**DATASET CONTENT:**

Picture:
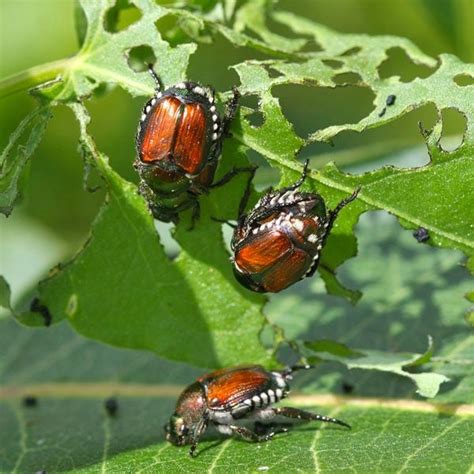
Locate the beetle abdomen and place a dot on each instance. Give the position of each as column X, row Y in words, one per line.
column 175, row 135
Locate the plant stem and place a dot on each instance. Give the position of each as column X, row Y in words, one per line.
column 33, row 76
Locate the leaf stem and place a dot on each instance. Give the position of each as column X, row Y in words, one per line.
column 33, row 76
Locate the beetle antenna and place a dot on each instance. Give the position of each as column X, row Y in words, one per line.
column 154, row 75
column 289, row 370
column 333, row 214
column 302, row 178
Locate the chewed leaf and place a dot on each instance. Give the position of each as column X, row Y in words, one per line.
column 427, row 384
column 393, row 433
column 122, row 288
column 15, row 157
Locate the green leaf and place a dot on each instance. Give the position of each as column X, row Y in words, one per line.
column 16, row 155
column 410, row 292
column 74, row 377
column 4, row 293
column 122, row 288
column 428, row 384
column 436, row 196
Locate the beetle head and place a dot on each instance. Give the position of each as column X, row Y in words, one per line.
column 177, row 430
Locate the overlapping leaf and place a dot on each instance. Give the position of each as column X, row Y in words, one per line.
column 199, row 293
column 69, row 429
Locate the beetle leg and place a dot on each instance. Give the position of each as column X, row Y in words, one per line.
column 264, row 428
column 249, row 435
column 248, row 187
column 195, row 215
column 156, row 78
column 224, row 221
column 198, row 432
column 230, row 110
column 298, row 414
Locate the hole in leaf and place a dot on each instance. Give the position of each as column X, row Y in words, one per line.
column 250, row 101
column 352, row 51
column 398, row 143
column 312, row 46
column 139, row 57
column 399, row 64
column 347, row 78
column 333, row 63
column 202, row 64
column 464, row 80
column 255, row 119
column 177, row 30
column 311, row 109
column 286, row 32
column 454, row 127
column 123, row 14
column 170, row 245
column 273, row 73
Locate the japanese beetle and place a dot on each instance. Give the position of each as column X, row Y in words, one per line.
column 225, row 396
column 279, row 241
column 179, row 141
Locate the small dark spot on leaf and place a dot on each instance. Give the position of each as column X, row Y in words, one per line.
column 30, row 401
column 347, row 387
column 464, row 80
column 421, row 234
column 391, row 99
column 111, row 406
column 38, row 307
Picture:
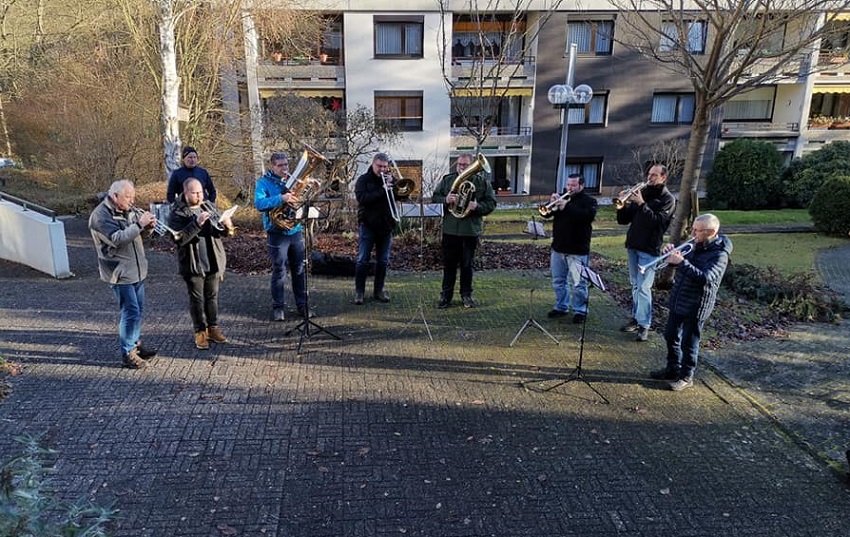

**WHAT THIS TASK INVOLVES:** Write out the material above exactly; no pictures.

**ANSWER TO THIS EXERCISE:**
Picture:
Locate the beetle abdomen and place a dot on each instance. Give the position of each as column X, row Y in words, one per line.
column 175, row 135
Locate the plant stem and place a dot on each instance. Give the position of each as column X, row Y in words, one per line.
column 33, row 76
Locate the leaf stem and place a dot on each instance. Give the position of each as column X, row Y in words, one per line.
column 33, row 76
Locate the beetle antenna and place a dot on each instance. Give the position of each as column X, row Y in words, one per line.
column 154, row 75
column 289, row 370
column 333, row 214
column 302, row 178
Locate the chewed leaf and place a dot on each instance. Give the position of each as column X, row Y in words, one per line.
column 427, row 384
column 393, row 433
column 122, row 288
column 15, row 157
Locate the green leaf and place a dot on each instance. Give the position of each as column X, row Y in words, one per line.
column 16, row 155
column 410, row 292
column 74, row 377
column 4, row 293
column 122, row 288
column 428, row 384
column 436, row 196
Locate the beetle head and place a dot on each instance. Give the position of each as column X, row Y in words, one per line.
column 177, row 430
Locate the overlapping leaf and place a dot on each instance. Give the position of each as column X, row Y in words, one per line.
column 199, row 293
column 69, row 429
Locate the beetle leg and place a dot on each instance. Give the position of each as column X, row Y in words, one per line.
column 264, row 428
column 249, row 435
column 248, row 187
column 195, row 215
column 156, row 78
column 224, row 221
column 198, row 432
column 230, row 110
column 298, row 414
Locate the hole in leaf and place a dot on each instance. Give the position of each as column X, row Y in words, one per line.
column 250, row 101
column 352, row 51
column 398, row 143
column 312, row 46
column 139, row 57
column 399, row 64
column 347, row 78
column 333, row 63
column 202, row 64
column 464, row 80
column 255, row 119
column 177, row 30
column 311, row 109
column 286, row 32
column 454, row 127
column 123, row 14
column 170, row 245
column 273, row 73
Locate the japanese beetle and place a dot on each instance. Give the position of each as column X, row Y in words, one per line.
column 225, row 396
column 279, row 241
column 179, row 141
Locate the small dark spot on leaf and place a dot on each instance. Give the position of each as column X, row Y in words, one per line.
column 30, row 401
column 347, row 387
column 464, row 80
column 421, row 234
column 391, row 99
column 111, row 406
column 38, row 307
Picture:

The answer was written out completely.